-- Requirements --
Take the line that contains "Roster-mapping task: tag the window" as the first line and the final line of the records as the last; return exactly those lines and the lines between.

Dataset rows on where objects appear
----

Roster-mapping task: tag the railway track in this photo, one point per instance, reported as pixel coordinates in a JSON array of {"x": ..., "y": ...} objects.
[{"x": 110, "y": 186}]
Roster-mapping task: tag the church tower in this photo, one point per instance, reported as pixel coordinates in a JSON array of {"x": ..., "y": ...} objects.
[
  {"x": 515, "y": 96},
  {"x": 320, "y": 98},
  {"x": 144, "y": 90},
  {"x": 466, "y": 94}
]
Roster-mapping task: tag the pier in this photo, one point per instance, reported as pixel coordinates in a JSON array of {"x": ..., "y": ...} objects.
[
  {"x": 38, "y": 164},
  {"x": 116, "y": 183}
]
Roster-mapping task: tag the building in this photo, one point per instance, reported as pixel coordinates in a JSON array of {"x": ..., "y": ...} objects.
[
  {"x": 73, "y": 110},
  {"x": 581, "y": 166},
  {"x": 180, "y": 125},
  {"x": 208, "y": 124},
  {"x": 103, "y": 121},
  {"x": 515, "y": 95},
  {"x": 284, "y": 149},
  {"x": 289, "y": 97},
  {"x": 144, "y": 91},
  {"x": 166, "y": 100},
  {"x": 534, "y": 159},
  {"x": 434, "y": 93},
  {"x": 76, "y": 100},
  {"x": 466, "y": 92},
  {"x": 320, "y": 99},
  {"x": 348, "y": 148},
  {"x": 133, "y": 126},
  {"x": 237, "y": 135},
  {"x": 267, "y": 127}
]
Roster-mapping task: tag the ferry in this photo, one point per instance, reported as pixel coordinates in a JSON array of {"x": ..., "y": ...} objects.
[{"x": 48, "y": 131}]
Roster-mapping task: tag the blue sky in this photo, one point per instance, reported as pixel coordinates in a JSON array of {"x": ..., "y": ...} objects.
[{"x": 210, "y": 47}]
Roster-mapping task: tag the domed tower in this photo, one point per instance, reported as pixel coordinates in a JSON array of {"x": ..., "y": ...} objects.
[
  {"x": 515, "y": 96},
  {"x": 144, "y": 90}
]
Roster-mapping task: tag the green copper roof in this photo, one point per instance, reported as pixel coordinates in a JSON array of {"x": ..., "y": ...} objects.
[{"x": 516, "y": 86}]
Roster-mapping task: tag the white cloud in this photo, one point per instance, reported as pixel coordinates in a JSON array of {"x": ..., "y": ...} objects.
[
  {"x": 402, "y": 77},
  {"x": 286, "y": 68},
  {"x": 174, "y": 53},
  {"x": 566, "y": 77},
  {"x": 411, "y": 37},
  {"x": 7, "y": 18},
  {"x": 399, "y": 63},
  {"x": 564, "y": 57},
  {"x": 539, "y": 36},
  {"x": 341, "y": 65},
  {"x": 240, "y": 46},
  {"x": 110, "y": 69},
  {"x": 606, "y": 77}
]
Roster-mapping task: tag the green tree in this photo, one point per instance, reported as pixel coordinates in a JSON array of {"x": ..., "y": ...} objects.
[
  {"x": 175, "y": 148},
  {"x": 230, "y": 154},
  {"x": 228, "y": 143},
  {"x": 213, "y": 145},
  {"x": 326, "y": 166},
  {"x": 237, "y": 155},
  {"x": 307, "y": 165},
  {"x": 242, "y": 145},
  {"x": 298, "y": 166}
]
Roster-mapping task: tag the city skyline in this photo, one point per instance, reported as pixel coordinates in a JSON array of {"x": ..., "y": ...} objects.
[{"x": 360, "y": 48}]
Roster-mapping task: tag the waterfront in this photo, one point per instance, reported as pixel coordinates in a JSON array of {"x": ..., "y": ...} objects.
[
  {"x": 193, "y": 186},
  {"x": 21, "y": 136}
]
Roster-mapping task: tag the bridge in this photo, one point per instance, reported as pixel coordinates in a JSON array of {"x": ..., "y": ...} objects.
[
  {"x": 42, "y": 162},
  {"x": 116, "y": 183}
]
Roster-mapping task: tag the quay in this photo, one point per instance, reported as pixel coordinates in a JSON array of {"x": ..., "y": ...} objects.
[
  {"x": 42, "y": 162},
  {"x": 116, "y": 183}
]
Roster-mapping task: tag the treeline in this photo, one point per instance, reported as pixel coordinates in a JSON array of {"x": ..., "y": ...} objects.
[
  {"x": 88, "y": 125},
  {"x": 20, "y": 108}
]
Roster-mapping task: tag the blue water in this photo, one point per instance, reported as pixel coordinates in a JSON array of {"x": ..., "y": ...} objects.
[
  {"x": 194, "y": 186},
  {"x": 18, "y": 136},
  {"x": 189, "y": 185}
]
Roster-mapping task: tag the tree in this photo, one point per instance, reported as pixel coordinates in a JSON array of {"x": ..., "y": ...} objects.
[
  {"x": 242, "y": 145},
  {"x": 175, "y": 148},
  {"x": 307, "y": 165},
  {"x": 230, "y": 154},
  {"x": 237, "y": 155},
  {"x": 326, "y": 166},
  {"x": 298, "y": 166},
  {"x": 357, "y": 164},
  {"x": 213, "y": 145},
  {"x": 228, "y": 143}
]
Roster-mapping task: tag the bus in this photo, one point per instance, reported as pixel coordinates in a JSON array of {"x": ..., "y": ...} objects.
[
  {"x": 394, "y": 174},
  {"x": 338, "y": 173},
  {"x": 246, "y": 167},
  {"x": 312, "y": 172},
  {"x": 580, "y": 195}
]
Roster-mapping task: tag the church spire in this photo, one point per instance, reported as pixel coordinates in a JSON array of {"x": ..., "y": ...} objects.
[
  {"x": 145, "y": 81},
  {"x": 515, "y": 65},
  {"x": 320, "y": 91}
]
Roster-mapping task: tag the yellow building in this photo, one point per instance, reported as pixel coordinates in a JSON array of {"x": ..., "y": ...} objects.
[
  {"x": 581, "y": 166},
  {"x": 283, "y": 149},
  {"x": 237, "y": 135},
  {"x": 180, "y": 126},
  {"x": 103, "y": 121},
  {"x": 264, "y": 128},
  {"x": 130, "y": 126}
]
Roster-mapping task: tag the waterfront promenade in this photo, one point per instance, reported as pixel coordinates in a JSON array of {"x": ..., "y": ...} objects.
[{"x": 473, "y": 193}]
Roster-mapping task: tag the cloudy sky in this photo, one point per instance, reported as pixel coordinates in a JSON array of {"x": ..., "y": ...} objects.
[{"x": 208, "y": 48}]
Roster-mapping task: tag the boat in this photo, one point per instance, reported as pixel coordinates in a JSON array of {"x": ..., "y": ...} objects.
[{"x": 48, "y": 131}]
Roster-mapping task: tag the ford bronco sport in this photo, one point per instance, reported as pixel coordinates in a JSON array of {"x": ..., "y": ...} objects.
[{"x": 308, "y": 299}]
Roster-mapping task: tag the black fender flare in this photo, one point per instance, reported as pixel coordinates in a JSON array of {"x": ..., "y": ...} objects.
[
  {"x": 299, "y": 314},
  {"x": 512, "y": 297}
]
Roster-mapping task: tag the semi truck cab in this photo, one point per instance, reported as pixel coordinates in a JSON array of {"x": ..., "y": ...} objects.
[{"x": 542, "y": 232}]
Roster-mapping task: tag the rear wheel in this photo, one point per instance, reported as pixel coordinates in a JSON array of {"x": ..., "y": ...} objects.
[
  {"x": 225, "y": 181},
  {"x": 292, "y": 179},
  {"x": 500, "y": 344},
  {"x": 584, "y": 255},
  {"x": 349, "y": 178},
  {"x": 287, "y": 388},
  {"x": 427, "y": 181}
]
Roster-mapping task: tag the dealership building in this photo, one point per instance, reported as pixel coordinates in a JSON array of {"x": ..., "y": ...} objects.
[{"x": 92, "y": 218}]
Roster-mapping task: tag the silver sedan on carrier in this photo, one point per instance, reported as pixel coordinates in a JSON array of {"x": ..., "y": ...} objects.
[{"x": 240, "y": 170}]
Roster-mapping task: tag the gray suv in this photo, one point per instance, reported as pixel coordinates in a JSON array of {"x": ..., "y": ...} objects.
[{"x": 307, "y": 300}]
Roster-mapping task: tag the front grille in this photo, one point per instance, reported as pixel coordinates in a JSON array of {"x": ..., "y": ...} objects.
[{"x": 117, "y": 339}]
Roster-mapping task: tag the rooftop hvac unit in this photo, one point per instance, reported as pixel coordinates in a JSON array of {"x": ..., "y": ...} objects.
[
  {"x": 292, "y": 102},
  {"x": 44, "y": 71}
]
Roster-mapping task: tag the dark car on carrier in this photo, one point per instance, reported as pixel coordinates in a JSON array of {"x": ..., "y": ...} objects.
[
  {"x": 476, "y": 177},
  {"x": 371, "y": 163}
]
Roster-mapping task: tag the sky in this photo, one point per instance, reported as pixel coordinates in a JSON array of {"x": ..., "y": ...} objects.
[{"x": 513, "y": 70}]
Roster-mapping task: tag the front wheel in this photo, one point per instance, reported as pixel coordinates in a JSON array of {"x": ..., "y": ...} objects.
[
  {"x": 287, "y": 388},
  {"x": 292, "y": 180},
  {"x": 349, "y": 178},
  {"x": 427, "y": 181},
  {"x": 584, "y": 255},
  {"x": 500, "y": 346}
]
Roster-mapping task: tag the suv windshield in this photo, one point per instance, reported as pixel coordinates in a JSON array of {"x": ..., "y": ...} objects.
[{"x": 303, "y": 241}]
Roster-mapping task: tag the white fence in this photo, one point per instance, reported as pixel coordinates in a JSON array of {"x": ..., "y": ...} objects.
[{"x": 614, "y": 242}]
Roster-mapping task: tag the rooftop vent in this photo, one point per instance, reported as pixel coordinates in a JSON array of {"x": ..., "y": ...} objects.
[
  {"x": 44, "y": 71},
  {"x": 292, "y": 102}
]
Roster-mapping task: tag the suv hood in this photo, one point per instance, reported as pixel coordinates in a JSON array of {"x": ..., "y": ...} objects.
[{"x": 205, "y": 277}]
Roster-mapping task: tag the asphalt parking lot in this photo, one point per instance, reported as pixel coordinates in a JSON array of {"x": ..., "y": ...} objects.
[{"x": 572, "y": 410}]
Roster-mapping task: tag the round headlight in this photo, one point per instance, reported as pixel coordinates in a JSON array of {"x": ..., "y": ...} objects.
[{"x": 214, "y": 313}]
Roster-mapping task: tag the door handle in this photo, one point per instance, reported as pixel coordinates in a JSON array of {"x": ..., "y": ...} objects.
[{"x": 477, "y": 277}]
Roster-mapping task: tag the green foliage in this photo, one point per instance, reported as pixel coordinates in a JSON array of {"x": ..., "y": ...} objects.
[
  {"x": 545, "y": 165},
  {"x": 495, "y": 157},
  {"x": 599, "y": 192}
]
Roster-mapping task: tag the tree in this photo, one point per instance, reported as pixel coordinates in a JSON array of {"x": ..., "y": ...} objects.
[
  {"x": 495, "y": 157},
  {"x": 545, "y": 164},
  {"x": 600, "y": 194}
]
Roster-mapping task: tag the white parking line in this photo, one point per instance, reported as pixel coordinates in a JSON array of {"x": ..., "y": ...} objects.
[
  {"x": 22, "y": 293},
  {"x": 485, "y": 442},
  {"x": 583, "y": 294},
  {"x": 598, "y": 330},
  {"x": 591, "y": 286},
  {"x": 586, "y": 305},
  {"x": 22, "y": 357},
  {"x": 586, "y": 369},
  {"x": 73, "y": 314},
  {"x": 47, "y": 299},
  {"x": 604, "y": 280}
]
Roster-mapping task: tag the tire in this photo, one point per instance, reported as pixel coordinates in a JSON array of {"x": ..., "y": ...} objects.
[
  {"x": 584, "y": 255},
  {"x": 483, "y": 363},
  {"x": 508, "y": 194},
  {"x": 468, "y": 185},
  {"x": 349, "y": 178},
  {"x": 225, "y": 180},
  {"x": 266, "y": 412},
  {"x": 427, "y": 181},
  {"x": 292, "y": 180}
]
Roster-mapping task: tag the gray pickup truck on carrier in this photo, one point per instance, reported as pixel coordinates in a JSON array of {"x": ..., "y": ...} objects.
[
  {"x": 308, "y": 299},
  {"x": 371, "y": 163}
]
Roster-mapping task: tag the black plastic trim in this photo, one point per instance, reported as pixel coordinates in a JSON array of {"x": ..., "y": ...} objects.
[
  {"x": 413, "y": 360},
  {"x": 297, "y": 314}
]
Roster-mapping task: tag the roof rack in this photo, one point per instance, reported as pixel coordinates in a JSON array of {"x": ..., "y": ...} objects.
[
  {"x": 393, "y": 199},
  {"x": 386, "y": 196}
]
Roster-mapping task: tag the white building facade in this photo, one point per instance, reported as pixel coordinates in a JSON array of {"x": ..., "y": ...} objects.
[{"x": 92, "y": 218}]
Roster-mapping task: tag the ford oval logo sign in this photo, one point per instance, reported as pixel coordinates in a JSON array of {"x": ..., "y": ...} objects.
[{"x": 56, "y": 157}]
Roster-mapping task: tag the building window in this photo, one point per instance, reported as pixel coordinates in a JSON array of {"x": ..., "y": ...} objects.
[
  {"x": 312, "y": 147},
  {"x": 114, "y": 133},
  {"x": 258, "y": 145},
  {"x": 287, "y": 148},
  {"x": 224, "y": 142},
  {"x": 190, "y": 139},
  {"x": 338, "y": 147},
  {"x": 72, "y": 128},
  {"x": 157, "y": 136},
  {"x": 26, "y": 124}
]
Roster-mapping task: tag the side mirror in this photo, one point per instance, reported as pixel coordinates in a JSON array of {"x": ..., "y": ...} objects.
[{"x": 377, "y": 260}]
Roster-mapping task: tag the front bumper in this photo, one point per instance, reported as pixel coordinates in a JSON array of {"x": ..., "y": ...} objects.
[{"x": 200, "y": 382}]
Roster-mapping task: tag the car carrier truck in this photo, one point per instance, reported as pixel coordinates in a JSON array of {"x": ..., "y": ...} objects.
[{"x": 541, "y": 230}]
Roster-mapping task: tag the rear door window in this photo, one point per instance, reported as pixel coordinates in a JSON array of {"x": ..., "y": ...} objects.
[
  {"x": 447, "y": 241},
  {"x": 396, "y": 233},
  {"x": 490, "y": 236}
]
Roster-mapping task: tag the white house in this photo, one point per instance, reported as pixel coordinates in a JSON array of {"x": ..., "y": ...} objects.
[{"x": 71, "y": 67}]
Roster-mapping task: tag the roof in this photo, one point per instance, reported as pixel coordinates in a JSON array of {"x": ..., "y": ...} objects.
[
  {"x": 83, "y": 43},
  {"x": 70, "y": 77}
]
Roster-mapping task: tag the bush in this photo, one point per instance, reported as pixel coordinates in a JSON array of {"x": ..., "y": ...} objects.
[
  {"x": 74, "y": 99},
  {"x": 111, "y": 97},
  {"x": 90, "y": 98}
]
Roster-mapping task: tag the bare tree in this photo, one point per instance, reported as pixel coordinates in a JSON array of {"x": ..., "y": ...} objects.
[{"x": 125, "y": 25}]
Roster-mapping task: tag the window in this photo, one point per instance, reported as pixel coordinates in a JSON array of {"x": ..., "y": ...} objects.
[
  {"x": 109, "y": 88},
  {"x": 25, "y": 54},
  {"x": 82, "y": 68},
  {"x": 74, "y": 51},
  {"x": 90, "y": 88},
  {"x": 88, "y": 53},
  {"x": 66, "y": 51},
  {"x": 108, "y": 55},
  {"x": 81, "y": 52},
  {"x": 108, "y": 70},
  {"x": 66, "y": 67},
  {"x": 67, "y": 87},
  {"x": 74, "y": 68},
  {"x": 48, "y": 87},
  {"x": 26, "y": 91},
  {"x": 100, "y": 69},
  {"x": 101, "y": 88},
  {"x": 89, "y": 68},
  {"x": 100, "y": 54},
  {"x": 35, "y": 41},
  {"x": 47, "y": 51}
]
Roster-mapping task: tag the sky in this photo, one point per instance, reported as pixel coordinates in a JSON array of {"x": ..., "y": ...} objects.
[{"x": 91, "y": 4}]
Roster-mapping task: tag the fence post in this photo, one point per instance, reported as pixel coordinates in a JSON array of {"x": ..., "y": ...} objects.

----

-- Result of the task --
Roster-mapping task: tag the window in this photo, one point per instance, reported as pixel coordinates in a JSON array of {"x": ..., "y": ...} objects.
[
  {"x": 109, "y": 88},
  {"x": 25, "y": 54},
  {"x": 82, "y": 68},
  {"x": 74, "y": 51},
  {"x": 90, "y": 88},
  {"x": 88, "y": 53},
  {"x": 66, "y": 51},
  {"x": 108, "y": 55},
  {"x": 81, "y": 52},
  {"x": 108, "y": 70},
  {"x": 66, "y": 67},
  {"x": 67, "y": 87},
  {"x": 74, "y": 68},
  {"x": 48, "y": 87},
  {"x": 26, "y": 91},
  {"x": 100, "y": 69},
  {"x": 101, "y": 88},
  {"x": 89, "y": 68},
  {"x": 100, "y": 54},
  {"x": 35, "y": 41},
  {"x": 47, "y": 51}
]
Roster-mapping task: tag the sky in this photo, one point per instance, reported as pixel coordinates in a JSON array of {"x": ..., "y": ...} objects.
[{"x": 91, "y": 4}]
Roster-mapping task: tag the fence post in this photo, one point per instance, reported as pixel coordinates in a JSON array of {"x": ..., "y": ...} objects.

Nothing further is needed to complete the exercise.